Aim of the exercise –
Rewrite every line between the line holding "Practice. Indicate each instance of the wooden" and the line holding "x=1192, y=454", inclusive. Multiply each coordinate in the answers by 2.6, round it to a whole number with halves going up, and leave every other number unchanged.

[Lines of data]
::::

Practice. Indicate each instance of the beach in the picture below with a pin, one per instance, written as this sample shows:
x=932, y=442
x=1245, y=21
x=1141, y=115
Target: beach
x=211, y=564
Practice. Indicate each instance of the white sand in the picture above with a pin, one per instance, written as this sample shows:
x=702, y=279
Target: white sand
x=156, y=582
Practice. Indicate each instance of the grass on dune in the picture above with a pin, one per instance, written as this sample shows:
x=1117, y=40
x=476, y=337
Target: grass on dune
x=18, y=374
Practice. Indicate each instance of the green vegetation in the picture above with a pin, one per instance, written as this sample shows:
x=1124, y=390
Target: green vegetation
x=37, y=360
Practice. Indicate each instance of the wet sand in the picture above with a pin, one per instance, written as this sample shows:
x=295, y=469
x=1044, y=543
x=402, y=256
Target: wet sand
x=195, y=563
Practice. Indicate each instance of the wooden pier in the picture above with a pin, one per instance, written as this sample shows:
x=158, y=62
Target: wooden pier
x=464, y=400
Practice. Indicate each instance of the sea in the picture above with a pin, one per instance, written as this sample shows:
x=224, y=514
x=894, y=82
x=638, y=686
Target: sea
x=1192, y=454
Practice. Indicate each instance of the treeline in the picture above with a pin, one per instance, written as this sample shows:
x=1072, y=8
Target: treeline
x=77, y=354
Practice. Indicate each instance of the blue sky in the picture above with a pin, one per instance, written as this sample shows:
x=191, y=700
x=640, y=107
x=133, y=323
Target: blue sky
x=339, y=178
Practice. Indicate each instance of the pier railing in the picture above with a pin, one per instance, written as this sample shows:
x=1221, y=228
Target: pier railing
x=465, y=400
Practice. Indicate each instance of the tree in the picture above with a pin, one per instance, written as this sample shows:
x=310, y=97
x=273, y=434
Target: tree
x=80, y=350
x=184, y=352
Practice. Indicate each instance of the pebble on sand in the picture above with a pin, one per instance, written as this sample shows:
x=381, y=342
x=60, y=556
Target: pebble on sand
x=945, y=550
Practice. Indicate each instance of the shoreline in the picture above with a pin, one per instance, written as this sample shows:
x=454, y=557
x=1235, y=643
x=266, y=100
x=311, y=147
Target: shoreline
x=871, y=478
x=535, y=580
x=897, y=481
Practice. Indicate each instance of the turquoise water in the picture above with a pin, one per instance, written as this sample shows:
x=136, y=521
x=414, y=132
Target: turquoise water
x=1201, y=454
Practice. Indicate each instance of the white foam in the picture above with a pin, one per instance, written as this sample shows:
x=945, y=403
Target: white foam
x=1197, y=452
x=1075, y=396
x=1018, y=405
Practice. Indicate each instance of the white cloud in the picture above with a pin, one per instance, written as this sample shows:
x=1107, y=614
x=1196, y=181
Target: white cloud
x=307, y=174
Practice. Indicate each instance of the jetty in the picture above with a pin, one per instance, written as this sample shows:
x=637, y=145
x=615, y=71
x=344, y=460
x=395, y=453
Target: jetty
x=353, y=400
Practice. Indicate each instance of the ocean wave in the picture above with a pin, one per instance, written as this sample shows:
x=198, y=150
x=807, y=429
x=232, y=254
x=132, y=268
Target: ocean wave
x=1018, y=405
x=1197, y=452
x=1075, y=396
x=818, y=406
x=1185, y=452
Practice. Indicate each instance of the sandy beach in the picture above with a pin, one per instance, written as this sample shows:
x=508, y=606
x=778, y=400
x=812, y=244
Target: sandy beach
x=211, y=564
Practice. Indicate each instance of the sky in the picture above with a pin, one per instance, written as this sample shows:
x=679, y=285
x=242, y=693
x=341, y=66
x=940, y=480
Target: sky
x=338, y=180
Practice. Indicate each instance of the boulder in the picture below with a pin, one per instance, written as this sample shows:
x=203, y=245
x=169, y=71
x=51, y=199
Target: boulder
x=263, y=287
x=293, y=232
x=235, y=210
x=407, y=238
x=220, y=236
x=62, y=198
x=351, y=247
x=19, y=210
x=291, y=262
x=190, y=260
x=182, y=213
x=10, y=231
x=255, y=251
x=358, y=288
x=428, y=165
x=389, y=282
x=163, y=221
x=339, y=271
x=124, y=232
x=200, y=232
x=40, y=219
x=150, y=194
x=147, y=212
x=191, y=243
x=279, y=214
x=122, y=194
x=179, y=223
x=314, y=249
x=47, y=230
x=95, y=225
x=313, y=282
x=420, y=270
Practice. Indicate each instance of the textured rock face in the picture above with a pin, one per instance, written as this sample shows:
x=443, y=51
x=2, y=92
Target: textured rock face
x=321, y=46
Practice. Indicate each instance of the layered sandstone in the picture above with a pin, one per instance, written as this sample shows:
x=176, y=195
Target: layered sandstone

::::

Right answer –
Practice. Indicate each instance of the wooden pier in the picture above with a pin, one per instance, written as this sample shows:
x=158, y=62
Target: wooden pier
x=1206, y=1040
Practice. Indicate each instance of the sea in the picture above with a pin, one per instance, written as this sample shows:
x=224, y=514
x=894, y=82
x=638, y=686
Target: sea
x=3099, y=1180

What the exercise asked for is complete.